Илья купил дом у какого-то художника. А с художниками там была история странная — покупали дома, рисовали и… помирали. Был еще писатель Филиппович, его дом стоял на отшибе, у железки. Илья, разумеется, тут же все, Филипповичем написанное, прочитал и говорил, что писатель был хороший. Но он к появлению Кормильцева тоже умер, полез в погреб и умер (так местные рассказывали). Илья купил дачу в виде замка. Странный домик, закрытый как бы галереями по кругу двор, как у старообрядцев, мощные ворота — чистый замок.
Чуть дальше, если идти к станции, торчало из земли странное дерево — росло оно в два ствола из одного корня, но в разные стороны, как будто один ствол от другого шарахается. Илья долго раскручивал хозяина ближнего дома, почему так? И тот однажды раскололся. Дело было в войну. В Верхнем Уфалее, а он дальше по железке, был госпиталь. И однажды выписали из него двух вылечившихся, оба офицеры. В поезде они надрались, их и выкинули из вагона в Каркодине. Мужики были совсем в загуле, желали продолжать, потому вломились в первый дом, где свет горел, хозяев зашугали, сели пить дальше. Поругались. Один другого ткнул ножичком, тот успел выстрелить; хозяева охнули, а в доме образовались два трупа. И что с ними делать? Двое фронтовиков с наградами… Милицию звать — потом не отмажешься. А перед домом яма была выкопана для хозяйственных нужд, хозяин покойничков туда свалил, пока темно, и закопал. А для отмазки деревце посадил. Оно выросло. В два ствола. Оба друг от друга шарахаются — чуть не по земле стелются…

 

Илюха пытался играть в «нормальную жизнь», потому на дачу ездил упорно. Но не в одиночку — это он совсем не переносил. Но желающих ездить с ним становилось все меньше. Как-то само собой. Моя первая жена переночевала в домике одну ночь, за которую у нее случился мощный глюк из разряда «домовые и компания», и ездить в те края она резко отказалась. Не знаю, глючило ли жену Ильи Маринку, но и она отпала быстро. Дети были слишком мелкие, чтобы что-то решать. Так мы с ним и ездили вдвоем.

******************************

УКАЗАНИЕ
Соответствуют ли тексту о даче Ильи, приведенному выше, следующие утверждения? 1. Писатель Филиппович умер, когда полез в погреб. 2. Двух офицеров выкинули из вагона в Верхнем Уфалее. 3. Илья ездил на дачу в одиночку. На каждое ответьте «да» или «нет» и приведите решающие слова текста в виде точной цитаты.

СОБРАННЫЕ ДАННЫЕ
******************************

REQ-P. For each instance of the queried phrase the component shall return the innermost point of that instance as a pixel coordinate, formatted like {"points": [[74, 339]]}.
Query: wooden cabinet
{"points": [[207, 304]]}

******************************

ОТВЕТ НА ЗАДАЧУ
1. Да: «полез в погреб и умер».
2. Нет: «их и выкинули из вагона в Каркодине».
3. Нет: «Но не в одиночку — это он совсем не переносил».